YOUR OBJECTIVE: All lines from the one with "Scans the image above for the woman's face" through the close of the records below are to be set down exactly, and no others.

[Extracted records]
┄┄┄┄┄┄┄┄┄┄┄┄┄┄┄┄┄┄┄┄
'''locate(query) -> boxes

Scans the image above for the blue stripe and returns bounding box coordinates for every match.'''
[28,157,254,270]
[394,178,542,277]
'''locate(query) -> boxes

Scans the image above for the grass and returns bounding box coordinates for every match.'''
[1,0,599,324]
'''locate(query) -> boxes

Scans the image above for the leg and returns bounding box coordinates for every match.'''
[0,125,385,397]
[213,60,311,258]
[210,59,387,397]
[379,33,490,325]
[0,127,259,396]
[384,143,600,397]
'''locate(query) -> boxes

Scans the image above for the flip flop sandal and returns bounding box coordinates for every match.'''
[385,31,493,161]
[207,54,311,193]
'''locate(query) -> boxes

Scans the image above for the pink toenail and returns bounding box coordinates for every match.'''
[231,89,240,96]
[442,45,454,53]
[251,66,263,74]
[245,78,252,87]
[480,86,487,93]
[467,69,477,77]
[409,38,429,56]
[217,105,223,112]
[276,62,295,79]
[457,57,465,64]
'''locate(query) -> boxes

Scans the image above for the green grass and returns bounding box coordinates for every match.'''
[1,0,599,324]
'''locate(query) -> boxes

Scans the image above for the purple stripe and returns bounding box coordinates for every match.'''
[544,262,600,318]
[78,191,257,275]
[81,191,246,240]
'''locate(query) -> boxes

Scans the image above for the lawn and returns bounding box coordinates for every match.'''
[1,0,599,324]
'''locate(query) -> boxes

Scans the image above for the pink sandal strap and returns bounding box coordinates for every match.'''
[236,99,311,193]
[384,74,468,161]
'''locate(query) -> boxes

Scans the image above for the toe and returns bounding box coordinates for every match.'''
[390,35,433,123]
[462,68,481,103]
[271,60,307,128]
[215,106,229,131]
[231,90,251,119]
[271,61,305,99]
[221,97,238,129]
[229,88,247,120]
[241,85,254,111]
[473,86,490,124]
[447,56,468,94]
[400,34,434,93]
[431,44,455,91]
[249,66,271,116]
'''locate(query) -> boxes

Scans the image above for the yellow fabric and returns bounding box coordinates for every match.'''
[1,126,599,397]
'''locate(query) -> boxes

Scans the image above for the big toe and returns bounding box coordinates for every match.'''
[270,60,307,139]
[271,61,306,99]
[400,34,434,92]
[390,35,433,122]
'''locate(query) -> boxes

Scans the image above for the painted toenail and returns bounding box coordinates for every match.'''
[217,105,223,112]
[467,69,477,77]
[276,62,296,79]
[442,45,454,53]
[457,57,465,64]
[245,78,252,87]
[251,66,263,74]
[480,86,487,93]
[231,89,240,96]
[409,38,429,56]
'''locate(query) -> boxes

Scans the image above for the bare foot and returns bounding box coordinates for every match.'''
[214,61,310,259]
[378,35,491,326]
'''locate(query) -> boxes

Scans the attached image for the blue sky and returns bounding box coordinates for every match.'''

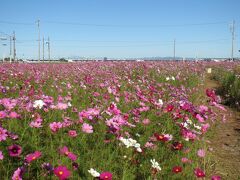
[0,0,239,59]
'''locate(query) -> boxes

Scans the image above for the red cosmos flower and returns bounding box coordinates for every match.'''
[25,151,41,163]
[172,166,182,173]
[206,89,217,102]
[8,144,22,157]
[99,172,112,180]
[154,133,167,142]
[194,168,205,178]
[54,166,71,180]
[172,142,183,150]
[165,105,174,112]
[109,103,115,110]
[123,114,129,120]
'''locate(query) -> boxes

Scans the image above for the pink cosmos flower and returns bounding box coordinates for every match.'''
[8,144,22,157]
[138,106,150,112]
[196,114,205,123]
[1,98,17,110]
[107,102,121,115]
[181,157,192,163]
[142,119,150,125]
[12,167,23,180]
[49,122,63,132]
[0,127,8,142]
[59,146,77,161]
[144,142,157,149]
[68,130,77,137]
[194,168,205,178]
[82,123,93,133]
[0,111,7,119]
[56,102,68,110]
[0,150,3,160]
[54,166,71,180]
[198,105,208,114]
[211,175,221,180]
[105,115,126,133]
[30,117,43,128]
[181,129,197,141]
[201,123,210,133]
[8,111,20,119]
[25,151,41,163]
[99,172,112,180]
[197,149,206,158]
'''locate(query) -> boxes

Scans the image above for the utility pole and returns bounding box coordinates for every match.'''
[173,39,176,60]
[13,31,16,62]
[230,20,235,61]
[47,37,50,61]
[37,19,40,62]
[9,36,12,63]
[42,36,44,61]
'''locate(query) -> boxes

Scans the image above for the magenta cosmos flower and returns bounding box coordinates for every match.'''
[0,127,8,142]
[25,151,41,163]
[8,144,22,157]
[54,166,71,180]
[194,168,205,178]
[82,123,93,133]
[99,172,112,180]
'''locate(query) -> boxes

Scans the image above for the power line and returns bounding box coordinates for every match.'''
[0,21,34,26]
[43,21,228,27]
[16,38,228,43]
[0,20,228,28]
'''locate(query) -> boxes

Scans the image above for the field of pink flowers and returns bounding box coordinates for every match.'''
[0,61,233,179]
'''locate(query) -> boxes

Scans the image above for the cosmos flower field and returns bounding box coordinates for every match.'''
[0,61,237,179]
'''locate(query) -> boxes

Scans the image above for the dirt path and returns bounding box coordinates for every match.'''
[204,74,240,180]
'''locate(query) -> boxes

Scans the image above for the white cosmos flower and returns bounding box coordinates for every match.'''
[150,159,161,171]
[88,168,100,177]
[171,76,175,80]
[119,137,142,152]
[136,147,142,152]
[158,99,163,105]
[33,100,45,109]
[186,119,193,125]
[67,102,72,107]
[194,124,201,130]
[166,77,170,81]
[182,122,189,128]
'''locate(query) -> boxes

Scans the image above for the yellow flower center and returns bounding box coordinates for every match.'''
[105,176,108,178]
[59,171,63,175]
[32,156,36,160]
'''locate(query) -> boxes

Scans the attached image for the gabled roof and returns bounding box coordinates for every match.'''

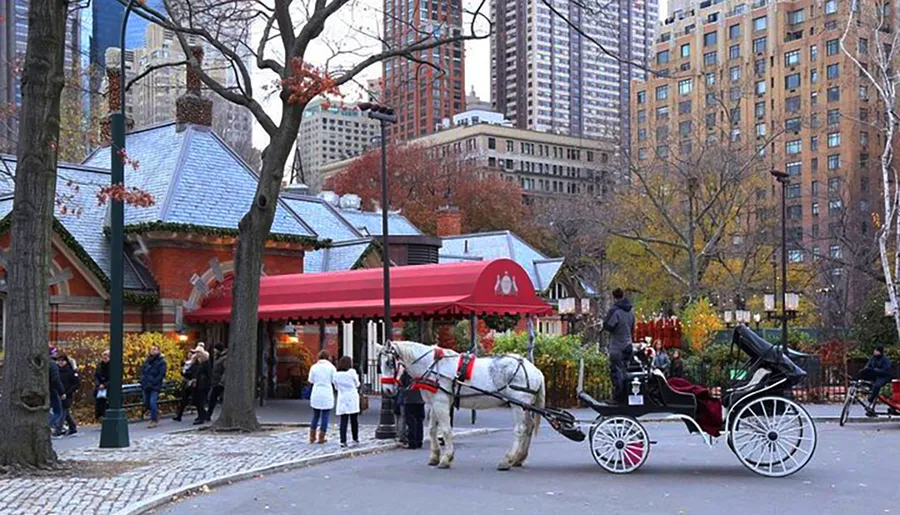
[280,193,362,242]
[439,230,564,293]
[82,123,316,239]
[336,208,422,237]
[304,238,376,273]
[0,159,156,292]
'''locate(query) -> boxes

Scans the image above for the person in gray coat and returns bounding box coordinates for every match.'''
[603,288,636,402]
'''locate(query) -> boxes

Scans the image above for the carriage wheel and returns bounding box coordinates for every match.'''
[839,384,856,427]
[731,396,816,478]
[589,416,650,474]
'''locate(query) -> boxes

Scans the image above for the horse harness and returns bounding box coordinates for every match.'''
[407,347,539,408]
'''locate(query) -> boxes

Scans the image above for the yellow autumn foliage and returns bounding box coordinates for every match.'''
[681,299,724,353]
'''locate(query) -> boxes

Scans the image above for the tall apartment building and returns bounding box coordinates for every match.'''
[322,122,616,203]
[130,24,254,163]
[632,0,880,286]
[382,0,466,141]
[0,1,82,152]
[491,0,658,146]
[291,98,380,192]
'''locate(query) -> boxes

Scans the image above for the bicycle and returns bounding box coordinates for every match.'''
[839,379,900,426]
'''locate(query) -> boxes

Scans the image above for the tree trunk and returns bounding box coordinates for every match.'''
[0,0,67,468]
[213,111,300,431]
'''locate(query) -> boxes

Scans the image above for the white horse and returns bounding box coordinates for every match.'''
[376,340,545,470]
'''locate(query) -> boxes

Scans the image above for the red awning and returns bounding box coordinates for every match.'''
[185,259,554,323]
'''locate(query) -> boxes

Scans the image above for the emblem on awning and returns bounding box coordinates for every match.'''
[495,272,518,296]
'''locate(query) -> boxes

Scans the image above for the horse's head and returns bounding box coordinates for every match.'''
[374,341,400,397]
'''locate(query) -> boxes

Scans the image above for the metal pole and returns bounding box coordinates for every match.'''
[375,118,396,440]
[780,179,789,354]
[100,0,135,449]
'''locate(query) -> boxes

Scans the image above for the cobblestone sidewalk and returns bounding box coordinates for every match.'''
[0,425,486,515]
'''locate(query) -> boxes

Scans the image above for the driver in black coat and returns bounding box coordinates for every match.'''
[857,346,894,416]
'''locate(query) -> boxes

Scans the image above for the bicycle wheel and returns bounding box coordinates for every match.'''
[839,384,855,427]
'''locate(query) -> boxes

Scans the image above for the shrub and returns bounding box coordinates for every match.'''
[680,298,724,353]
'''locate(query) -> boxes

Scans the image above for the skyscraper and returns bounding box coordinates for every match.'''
[490,0,658,145]
[381,0,466,141]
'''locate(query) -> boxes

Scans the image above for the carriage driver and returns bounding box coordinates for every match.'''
[603,288,636,403]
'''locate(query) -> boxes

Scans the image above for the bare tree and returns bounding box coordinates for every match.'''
[840,0,900,339]
[0,0,70,469]
[124,0,491,431]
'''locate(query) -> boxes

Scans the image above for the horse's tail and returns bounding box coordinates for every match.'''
[531,377,545,438]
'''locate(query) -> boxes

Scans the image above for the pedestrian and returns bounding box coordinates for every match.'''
[173,348,198,422]
[308,350,336,444]
[139,344,167,428]
[603,288,636,403]
[394,364,408,446]
[333,356,361,448]
[400,370,425,449]
[56,354,80,436]
[94,350,110,421]
[652,340,670,376]
[191,345,212,425]
[207,343,227,417]
[857,345,894,416]
[48,348,66,435]
[669,350,685,379]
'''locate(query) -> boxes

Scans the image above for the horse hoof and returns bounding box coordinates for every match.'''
[497,462,512,471]
[437,461,451,469]
[512,462,523,468]
[428,458,440,466]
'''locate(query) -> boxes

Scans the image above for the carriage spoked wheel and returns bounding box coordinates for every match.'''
[588,416,650,474]
[730,396,817,478]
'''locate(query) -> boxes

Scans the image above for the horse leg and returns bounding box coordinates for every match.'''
[499,406,527,471]
[435,399,455,469]
[513,412,536,467]
[427,408,440,466]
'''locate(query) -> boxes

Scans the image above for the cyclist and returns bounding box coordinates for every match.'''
[857,346,894,416]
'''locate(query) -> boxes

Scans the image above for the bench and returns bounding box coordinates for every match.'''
[122,381,183,419]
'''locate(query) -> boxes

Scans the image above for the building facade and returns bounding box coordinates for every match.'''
[129,24,255,164]
[323,122,616,202]
[490,0,658,146]
[382,0,466,141]
[290,98,380,192]
[631,0,882,291]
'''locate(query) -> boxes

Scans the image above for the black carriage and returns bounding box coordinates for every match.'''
[567,326,817,477]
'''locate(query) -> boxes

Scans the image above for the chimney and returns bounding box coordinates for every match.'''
[436,205,462,237]
[175,46,213,131]
[100,47,135,145]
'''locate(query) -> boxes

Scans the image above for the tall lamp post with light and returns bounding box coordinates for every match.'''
[99,0,138,449]
[770,169,793,354]
[358,102,398,440]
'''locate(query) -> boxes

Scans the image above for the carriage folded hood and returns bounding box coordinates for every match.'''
[733,326,807,385]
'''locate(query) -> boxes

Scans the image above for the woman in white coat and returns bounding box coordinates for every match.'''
[308,350,336,444]
[333,356,361,447]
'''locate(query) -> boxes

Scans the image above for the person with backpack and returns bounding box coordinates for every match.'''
[173,348,199,422]
[48,348,66,434]
[56,354,80,436]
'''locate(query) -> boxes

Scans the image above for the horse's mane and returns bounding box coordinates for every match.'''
[391,340,459,364]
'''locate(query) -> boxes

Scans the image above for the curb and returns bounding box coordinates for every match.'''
[117,427,502,515]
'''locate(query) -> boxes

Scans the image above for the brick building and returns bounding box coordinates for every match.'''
[631,0,882,291]
[382,0,465,141]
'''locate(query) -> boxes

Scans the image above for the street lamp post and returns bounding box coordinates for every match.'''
[771,169,790,354]
[359,102,398,440]
[100,0,137,448]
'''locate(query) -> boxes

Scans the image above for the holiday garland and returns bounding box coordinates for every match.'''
[118,221,330,249]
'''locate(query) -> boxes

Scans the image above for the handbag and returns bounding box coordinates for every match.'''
[359,389,369,411]
[96,388,108,399]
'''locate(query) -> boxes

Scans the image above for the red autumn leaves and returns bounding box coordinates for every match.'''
[281,58,341,106]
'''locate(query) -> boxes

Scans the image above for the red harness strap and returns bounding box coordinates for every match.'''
[456,353,476,382]
[412,379,439,393]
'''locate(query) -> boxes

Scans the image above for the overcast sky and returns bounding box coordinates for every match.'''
[252,0,670,150]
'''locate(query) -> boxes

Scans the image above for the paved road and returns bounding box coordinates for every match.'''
[162,421,900,515]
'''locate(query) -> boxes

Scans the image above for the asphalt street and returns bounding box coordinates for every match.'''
[161,420,900,515]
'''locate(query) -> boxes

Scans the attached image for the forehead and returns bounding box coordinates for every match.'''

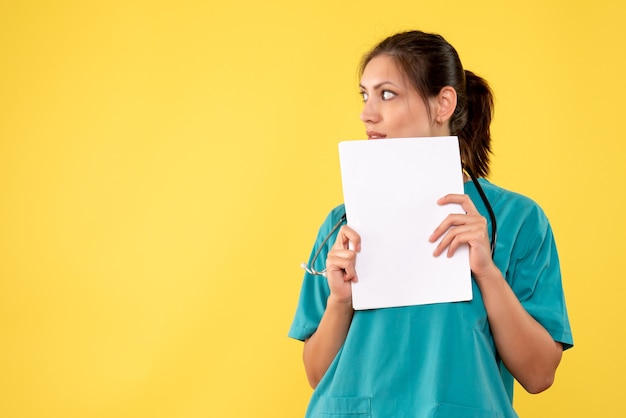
[360,54,407,86]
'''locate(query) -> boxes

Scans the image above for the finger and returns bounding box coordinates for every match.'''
[326,253,358,282]
[429,213,476,242]
[446,230,490,257]
[327,249,358,276]
[434,225,489,257]
[432,225,459,256]
[433,227,469,257]
[445,233,467,258]
[432,216,484,251]
[438,193,480,215]
[333,225,361,252]
[327,249,356,265]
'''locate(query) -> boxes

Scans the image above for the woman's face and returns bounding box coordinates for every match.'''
[359,54,444,140]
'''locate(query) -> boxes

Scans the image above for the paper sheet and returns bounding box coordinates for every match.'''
[338,136,472,310]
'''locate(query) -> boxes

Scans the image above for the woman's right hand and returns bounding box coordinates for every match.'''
[304,225,360,388]
[325,225,361,304]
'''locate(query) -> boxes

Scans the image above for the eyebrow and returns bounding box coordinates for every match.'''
[359,81,401,90]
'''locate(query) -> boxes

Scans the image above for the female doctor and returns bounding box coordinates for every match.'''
┄┄┄┄┄┄┄┄┄┄┄┄┄┄┄┄┄┄┄┄
TASK OUTPUT:
Scans the image above for the woman's face and returns bounding box coordinates for every match.'''
[359,54,444,140]
'''locate(query) -> boxes

Scans the image above for the paper sheet and returns bounding box coordinates for every match.'''
[338,136,472,310]
'''locate(query) -> boxes

Scans the image above for the woman's right hand and returns bounding box coordinates for every match.'''
[304,225,360,388]
[325,225,361,304]
'''locate(query) -> boxes

Scans the image above for the eyebrow and returns bounding box coordinates for every match.'''
[359,81,401,90]
'''locate(query) -> boxes

Scans the image above for the female doctor and returns bounding box coordinates for every match.'''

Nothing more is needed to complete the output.